(Polygon annotations for photos)
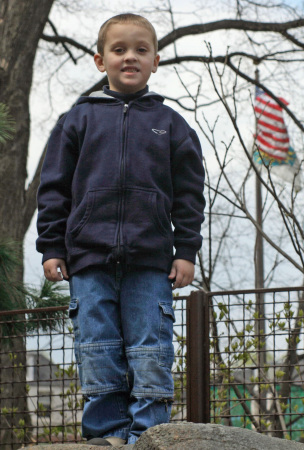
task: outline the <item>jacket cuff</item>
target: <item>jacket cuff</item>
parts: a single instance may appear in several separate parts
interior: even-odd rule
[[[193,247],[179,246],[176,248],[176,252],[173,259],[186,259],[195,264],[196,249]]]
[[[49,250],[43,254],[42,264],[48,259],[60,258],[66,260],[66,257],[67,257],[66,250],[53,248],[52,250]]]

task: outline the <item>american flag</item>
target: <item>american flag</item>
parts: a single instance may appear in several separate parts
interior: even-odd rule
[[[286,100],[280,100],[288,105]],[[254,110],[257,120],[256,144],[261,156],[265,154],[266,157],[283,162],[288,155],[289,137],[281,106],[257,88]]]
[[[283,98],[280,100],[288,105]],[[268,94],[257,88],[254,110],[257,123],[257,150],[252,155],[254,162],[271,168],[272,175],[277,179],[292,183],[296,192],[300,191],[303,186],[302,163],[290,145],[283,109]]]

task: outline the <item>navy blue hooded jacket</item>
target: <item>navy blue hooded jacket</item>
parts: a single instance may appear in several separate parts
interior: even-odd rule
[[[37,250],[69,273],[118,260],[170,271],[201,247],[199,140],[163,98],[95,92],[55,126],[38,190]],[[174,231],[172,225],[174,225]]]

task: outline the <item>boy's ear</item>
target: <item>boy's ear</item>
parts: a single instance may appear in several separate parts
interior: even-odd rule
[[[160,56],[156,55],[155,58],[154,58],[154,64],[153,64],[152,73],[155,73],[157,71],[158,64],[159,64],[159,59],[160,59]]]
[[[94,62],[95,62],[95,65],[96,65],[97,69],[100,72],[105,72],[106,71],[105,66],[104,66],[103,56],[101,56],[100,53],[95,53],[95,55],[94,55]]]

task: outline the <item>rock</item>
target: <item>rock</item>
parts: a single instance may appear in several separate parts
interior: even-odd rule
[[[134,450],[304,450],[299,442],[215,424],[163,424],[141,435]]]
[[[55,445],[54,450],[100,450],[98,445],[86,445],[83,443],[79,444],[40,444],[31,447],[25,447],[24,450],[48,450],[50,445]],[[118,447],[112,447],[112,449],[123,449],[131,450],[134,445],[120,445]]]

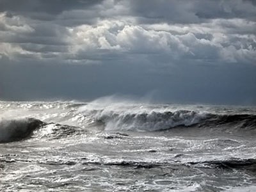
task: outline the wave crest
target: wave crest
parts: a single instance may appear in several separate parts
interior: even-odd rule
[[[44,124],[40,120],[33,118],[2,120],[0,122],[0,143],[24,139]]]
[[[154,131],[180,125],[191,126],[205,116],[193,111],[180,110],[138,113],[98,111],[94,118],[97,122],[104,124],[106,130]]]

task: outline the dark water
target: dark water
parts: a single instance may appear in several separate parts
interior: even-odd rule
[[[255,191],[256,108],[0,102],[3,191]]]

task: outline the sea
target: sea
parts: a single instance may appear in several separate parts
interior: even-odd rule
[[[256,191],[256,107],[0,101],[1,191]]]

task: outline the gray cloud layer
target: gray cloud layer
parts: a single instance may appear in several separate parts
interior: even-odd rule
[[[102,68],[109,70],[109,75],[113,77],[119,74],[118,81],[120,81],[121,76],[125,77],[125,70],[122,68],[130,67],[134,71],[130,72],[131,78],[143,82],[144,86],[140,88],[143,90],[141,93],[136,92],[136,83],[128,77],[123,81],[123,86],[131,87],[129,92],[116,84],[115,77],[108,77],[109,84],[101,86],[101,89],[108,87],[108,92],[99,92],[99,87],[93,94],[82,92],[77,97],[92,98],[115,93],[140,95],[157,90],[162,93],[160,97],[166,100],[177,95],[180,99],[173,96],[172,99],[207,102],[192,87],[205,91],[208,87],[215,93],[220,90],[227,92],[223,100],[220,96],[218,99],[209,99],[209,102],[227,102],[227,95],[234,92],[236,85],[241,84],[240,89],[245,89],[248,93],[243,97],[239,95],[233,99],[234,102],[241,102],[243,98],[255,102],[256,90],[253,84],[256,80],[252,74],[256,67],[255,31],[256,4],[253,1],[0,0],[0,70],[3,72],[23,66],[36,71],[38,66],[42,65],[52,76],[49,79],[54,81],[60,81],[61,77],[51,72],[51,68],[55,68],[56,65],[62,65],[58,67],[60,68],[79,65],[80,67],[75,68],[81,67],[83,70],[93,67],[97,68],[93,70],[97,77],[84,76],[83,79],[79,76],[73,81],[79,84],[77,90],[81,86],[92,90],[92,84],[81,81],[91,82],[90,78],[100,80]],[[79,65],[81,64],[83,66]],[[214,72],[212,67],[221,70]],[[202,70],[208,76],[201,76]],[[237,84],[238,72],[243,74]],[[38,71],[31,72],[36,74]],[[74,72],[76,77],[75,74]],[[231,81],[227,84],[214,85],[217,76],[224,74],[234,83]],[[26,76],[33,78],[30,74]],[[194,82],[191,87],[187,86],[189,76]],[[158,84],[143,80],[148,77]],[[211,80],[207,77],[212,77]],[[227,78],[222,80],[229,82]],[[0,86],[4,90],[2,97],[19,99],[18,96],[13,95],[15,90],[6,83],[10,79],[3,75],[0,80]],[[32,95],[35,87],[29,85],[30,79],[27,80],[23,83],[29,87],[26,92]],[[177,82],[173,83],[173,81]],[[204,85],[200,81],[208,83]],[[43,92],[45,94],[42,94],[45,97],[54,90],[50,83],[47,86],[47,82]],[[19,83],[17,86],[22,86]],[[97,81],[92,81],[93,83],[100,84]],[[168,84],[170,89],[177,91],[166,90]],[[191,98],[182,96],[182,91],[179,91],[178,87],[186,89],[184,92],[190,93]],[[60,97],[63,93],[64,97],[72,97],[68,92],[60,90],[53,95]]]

• _Problem to work on_:
Reproduce all of the data above line for line, leaving out the pictures.

• _Exercise result_:
task: outline the <item>jacket cuff</item>
target: <item>jacket cuff</item>
parts: a single instance may appear in several separate parts
interior: even-odd rule
[[[193,247],[179,246],[176,248],[176,252],[173,259],[186,259],[195,264],[196,249]]]
[[[49,250],[43,254],[42,264],[48,259],[60,258],[66,260],[66,257],[67,257],[66,250],[53,248],[52,250]]]

task: outline the <item>american flag</item>
target: <item>american flag</item>
parts: a single instance may appear in several separate parts
interior: even-odd rule
[[[286,100],[280,100],[288,105]],[[254,110],[257,120],[256,144],[261,156],[265,154],[266,157],[283,162],[288,155],[289,137],[281,106],[257,88]]]
[[[283,98],[280,100],[288,105]],[[268,94],[257,88],[254,110],[257,123],[257,150],[252,155],[254,162],[271,168],[272,175],[277,179],[292,183],[296,192],[300,191],[303,186],[302,163],[290,145],[283,109]]]

task: outline the <item>navy blue hooded jacket</item>
target: <item>navy blue hooded jacket</item>
parts: a single instance may appear in several separate parts
interior: even-odd rule
[[[37,250],[69,273],[118,260],[170,271],[201,247],[199,140],[163,98],[95,92],[55,126],[38,190]],[[174,231],[172,225],[174,225]]]

task: outline the <item>boy's ear</item>
target: <item>boy's ear</item>
parts: a single instance may appear in several separate parts
interior: even-odd rule
[[[160,56],[156,55],[155,58],[154,58],[154,64],[153,64],[152,73],[155,73],[157,71],[158,64],[159,64],[159,59],[160,59]]]
[[[94,62],[95,62],[95,65],[96,65],[97,69],[100,72],[105,72],[106,71],[105,66],[104,66],[103,56],[101,56],[100,53],[95,53],[95,55],[94,55]]]

task: outline the <item>rock</item>
target: <item>rock</item>
parts: a single instance may appear in several separate parts
interior: even-odd rule
[[[134,450],[304,450],[299,442],[215,424],[163,424],[141,435]]]
[[[55,445],[54,450],[100,450],[98,445],[86,445],[83,443],[79,444],[40,444],[31,447],[25,447],[24,450],[48,450],[50,445]],[[118,447],[112,447],[112,449],[123,449],[131,450],[134,445],[120,445]]]

task: outline the wave crest
target: wave crest
parts: a single instance may appear in several separate parts
interior: even-odd rule
[[[44,124],[40,120],[33,118],[2,120],[0,122],[0,143],[24,139]]]
[[[154,131],[180,125],[191,126],[205,116],[193,111],[180,110],[138,113],[98,111],[94,118],[97,122],[104,124],[106,130]]]

task: outline the dark water
target: dark water
parts: a single instance may appear in several separate parts
interior: even-odd rule
[[[255,191],[256,108],[0,102],[3,191]]]

task: outline the sea
target: sea
parts: a single instance may appear in several separate parts
interior: even-odd rule
[[[256,191],[256,107],[0,101],[1,191]]]

task: outline the gray cloud layer
target: gray cloud layer
parts: a single instance may appear in several separate parts
interior: even-odd rule
[[[102,68],[109,70],[109,75],[113,77],[119,74],[118,81],[120,81],[121,76],[125,77],[125,70],[122,68],[130,67],[134,71],[130,72],[131,78],[143,82],[144,86],[140,88],[143,90],[141,93],[136,92],[136,83],[128,77],[123,81],[123,86],[131,87],[129,92],[116,84],[115,77],[108,77],[109,84],[101,86],[101,89],[108,87],[108,92],[99,92],[99,87],[93,94],[82,92],[77,97],[92,98],[115,93],[140,95],[157,90],[162,93],[160,97],[166,100],[177,95],[180,99],[173,96],[172,99],[207,102],[192,87],[205,91],[208,87],[215,93],[220,90],[227,92],[223,100],[220,96],[218,99],[209,99],[209,102],[227,102],[227,95],[234,92],[236,85],[241,84],[240,89],[245,89],[248,93],[243,97],[239,95],[233,99],[234,102],[241,102],[243,98],[255,102],[256,90],[253,84],[256,80],[252,74],[256,67],[255,31],[256,4],[253,1],[0,0],[0,70],[3,72],[23,66],[36,71],[38,66],[42,65],[52,76],[49,79],[54,81],[60,81],[61,77],[51,72],[51,68],[55,68],[56,65],[62,65],[58,67],[60,68],[79,65],[80,67],[75,68],[81,67],[83,70],[93,67],[97,68],[93,70],[97,77],[84,76],[83,79],[79,76],[73,81],[79,84],[77,90],[81,86],[92,90],[92,84],[81,81],[91,82],[90,78],[100,80]],[[79,65],[81,64],[83,66]],[[214,72],[212,67],[221,70]],[[202,70],[208,76],[201,76]],[[237,84],[238,72],[243,74]],[[38,71],[31,72],[36,74]],[[74,72],[76,77],[75,74]],[[231,81],[227,84],[214,85],[217,76],[224,74],[234,83]],[[26,76],[33,78],[30,74]],[[194,82],[191,87],[187,86],[189,76]],[[158,84],[143,80],[148,77]],[[211,80],[207,77],[212,77]],[[227,78],[222,80],[229,82]],[[0,86],[4,90],[2,97],[19,99],[18,96],[13,95],[15,90],[6,83],[10,79],[3,75],[0,80]],[[32,95],[35,87],[29,85],[30,79],[27,80],[23,83],[29,87],[26,92]],[[177,82],[173,83],[173,81]],[[204,85],[200,81],[208,83]],[[43,92],[45,94],[42,94],[45,97],[54,90],[50,83],[47,86],[47,82]],[[19,83],[17,86],[22,86]],[[97,81],[92,81],[93,83],[100,84]],[[168,84],[170,89],[177,91],[166,90]],[[191,98],[182,96],[182,91],[179,91],[178,87],[186,89],[184,92],[190,93]],[[60,97],[63,93],[64,97],[72,97],[68,92],[60,90],[53,95]]]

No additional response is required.